**Records to use**
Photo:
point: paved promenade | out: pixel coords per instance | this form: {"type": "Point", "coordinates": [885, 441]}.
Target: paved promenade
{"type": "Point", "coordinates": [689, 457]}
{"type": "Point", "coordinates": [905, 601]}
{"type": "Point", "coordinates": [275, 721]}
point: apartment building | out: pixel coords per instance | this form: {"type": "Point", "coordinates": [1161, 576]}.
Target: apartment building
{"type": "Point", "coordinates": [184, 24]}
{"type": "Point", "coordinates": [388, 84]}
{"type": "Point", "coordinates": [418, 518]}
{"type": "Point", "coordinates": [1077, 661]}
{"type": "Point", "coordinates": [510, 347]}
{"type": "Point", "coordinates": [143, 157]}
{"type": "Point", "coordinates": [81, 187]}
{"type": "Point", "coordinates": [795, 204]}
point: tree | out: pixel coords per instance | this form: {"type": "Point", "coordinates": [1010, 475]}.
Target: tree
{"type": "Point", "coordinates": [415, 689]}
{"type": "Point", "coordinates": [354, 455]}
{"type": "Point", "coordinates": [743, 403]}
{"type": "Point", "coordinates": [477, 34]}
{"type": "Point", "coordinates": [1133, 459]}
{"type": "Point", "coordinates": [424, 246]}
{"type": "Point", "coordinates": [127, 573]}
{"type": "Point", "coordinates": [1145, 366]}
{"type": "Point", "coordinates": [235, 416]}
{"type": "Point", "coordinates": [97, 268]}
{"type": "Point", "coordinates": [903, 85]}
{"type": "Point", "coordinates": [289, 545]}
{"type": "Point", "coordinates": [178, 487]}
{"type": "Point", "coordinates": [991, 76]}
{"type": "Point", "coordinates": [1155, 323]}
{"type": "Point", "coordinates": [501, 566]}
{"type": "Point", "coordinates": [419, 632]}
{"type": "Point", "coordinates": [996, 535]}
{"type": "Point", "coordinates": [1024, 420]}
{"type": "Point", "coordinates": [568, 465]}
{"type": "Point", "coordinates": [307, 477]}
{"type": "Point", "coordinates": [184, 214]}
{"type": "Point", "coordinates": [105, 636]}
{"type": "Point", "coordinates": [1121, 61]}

**Directive**
Quote the material exactly, leaving nothing out.

**Answer to the task**
Photo:
point: paved promenade | out: pixel coords per instance | this form: {"type": "Point", "coordinates": [885, 441]}.
Target: paved promenade
{"type": "Point", "coordinates": [689, 457]}
{"type": "Point", "coordinates": [905, 601]}
{"type": "Point", "coordinates": [275, 721]}
point: apartment building | out: pixel coords per instance | this form: {"type": "Point", "coordinates": [1161, 576]}.
Target: apartment building
{"type": "Point", "coordinates": [184, 24]}
{"type": "Point", "coordinates": [388, 84]}
{"type": "Point", "coordinates": [418, 518]}
{"type": "Point", "coordinates": [1077, 661]}
{"type": "Point", "coordinates": [510, 347]}
{"type": "Point", "coordinates": [143, 157]}
{"type": "Point", "coordinates": [81, 187]}
{"type": "Point", "coordinates": [795, 204]}
point: tree | out: pixel coords per instance | this form: {"type": "Point", "coordinates": [1010, 475]}.
Target: tree
{"type": "Point", "coordinates": [415, 689]}
{"type": "Point", "coordinates": [354, 455]}
{"type": "Point", "coordinates": [743, 403]}
{"type": "Point", "coordinates": [477, 34]}
{"type": "Point", "coordinates": [1133, 459]}
{"type": "Point", "coordinates": [424, 246]}
{"type": "Point", "coordinates": [127, 573]}
{"type": "Point", "coordinates": [1145, 366]}
{"type": "Point", "coordinates": [235, 416]}
{"type": "Point", "coordinates": [97, 268]}
{"type": "Point", "coordinates": [903, 85]}
{"type": "Point", "coordinates": [289, 545]}
{"type": "Point", "coordinates": [178, 487]}
{"type": "Point", "coordinates": [991, 76]}
{"type": "Point", "coordinates": [1155, 323]}
{"type": "Point", "coordinates": [501, 566]}
{"type": "Point", "coordinates": [419, 632]}
{"type": "Point", "coordinates": [996, 535]}
{"type": "Point", "coordinates": [1024, 420]}
{"type": "Point", "coordinates": [568, 465]}
{"type": "Point", "coordinates": [307, 477]}
{"type": "Point", "coordinates": [184, 214]}
{"type": "Point", "coordinates": [105, 636]}
{"type": "Point", "coordinates": [1121, 61]}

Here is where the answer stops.